═══ Textauszug

Dabei darfst du aber nicht vergessen, dass die Übung des Buddhaweges bedeutet, vom Ego abzulassen und Ichlosigkeit zu praktizieren. Vom Ego abzulassen und Ichlosigkeit zu praktizieren bedeutet auch, den Maßstab deiner Gedanken, mit dem du gegenwärtig alles beurteilst, loszulassen. Deshalb ist es wichtig, den Worten des Meisters und den Regeln der Übungsstätte, für die du dich entschieden hast, zu folgen, ohne sofort deinen eigenen Senf dazuzugeben. Du solltest zunächst einmal für wenigstens zehn Jahre schweigend an einem Ort durchsitzen.

Wenn du, bevor die ersten zehn Jahre verstrichen sind, damit anfängst, dir gemäß deines eigenen Maßstabs Meinungen über die guten und schlechten Seiten des Meisters und der Übungstätte zu bilden, und auf die Suche gehst nach einem besseren Meister oder einer anderen Übungsstätte, dann folgst du damit lediglich dem Maßstab deiner eigenen Gedanken und blähst so dein Ego auf. Wenn du deinem Ego folgst, dann bedeutet das leider, dass du dem Buddhaweg nicht folgst.

Von Anfang an wirst du dir im Klaren darüber sein müssen, dass jeder Meister nur ein Mensch und keinesfalls perfekt ist. Wichtig ist deine eigene Übung, deren Ziel sein muss, dem unvollkommenen Meister auf so vollkommene Weise wie möglich zu folgen. Wenn du deinem Meister auf diese Weise folgst, dann ist diese Übung die Grundlage, auf der du dir selbst folgst. Deshalb sagt Dogen Zenji:

„Dem Buddhaweg folgen bedeutet, sich selbst zu folgen.“ (Genjokoan)

══════
═══ Vorliegendes Material

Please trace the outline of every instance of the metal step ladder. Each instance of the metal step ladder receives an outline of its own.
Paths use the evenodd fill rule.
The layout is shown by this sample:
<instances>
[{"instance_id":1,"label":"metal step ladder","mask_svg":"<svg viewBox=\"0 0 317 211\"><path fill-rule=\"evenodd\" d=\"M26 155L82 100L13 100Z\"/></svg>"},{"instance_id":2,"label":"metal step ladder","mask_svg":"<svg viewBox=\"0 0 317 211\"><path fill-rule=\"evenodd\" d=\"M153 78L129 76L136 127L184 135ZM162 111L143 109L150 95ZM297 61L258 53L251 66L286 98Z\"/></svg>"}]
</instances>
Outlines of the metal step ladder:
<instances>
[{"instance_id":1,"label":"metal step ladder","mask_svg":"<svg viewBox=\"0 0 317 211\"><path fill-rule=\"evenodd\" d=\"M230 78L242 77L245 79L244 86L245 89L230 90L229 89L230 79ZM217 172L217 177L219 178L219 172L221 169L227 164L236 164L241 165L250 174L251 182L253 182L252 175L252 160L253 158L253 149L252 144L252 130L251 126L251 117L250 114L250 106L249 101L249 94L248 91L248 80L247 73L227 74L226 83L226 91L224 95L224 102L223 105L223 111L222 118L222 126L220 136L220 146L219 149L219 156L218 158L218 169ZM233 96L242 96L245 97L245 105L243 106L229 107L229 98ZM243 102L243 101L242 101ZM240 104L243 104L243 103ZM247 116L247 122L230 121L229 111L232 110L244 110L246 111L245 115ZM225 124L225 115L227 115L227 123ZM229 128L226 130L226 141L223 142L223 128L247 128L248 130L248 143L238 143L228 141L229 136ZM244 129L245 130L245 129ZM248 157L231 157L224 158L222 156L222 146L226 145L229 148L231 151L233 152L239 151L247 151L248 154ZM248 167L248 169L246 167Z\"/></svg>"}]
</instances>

══════

Setze den Textauszug über die Übung des Buddhaweges im Anschluss an das Zitat aus dem Genjokoan fort.

„Dem Meister zu folgen, den Sutras zu folgen, all das bedeutet, sich selbst zu folgen. Die Sutren sind die Schrift deiner selbst. Der Meister ist der Meister deiner selbst. Wenn du eine lange Wanderschaft unternimmst, um nach Meistern zu suchen, dann machst du damit eine lange Wanderschaft auf der Suche nach dir selbst. Wenn du hundert Gräser pflückst, pflückst du hundertmal dich selbst, und wenn du auf zehntausend Bäume kletterst, kletterst du zehntausend mal auf dich selbst. Verstehe, dass, wenn du auf diese Weise übst, du nichts als dich selbst ausübst. Wenn du so übend verstehst, wirst du von dir selbst ablassen und dadurch dich selbst erst wirklich zu schmecken bekommen.“ (Jisho-zanmai)

Dass es wichtig für die Übung ist, einen Meister zu finden, wird oft gesagt, aber wer ist es eigentlich, der entscheidet, wer der richtige Meister ist? Entscheidest du es nicht letztlich mit dem Maßstab deiner eigenen Gedanken (d.h. deinem Ego)? Solange du nach dem Meister außerhalb deiner eigenen Übung suchst, wirst du damit nur dein eigenes Ego aufblähen. Der Meister existiert nicht außerhalb deiner selbst: Das Zazen, in dem du selbst zu dir selbst wirst, ist der Meister. Das bedeutet die Zazen-Übung, in der du deine Gedanken wirklich loslässt.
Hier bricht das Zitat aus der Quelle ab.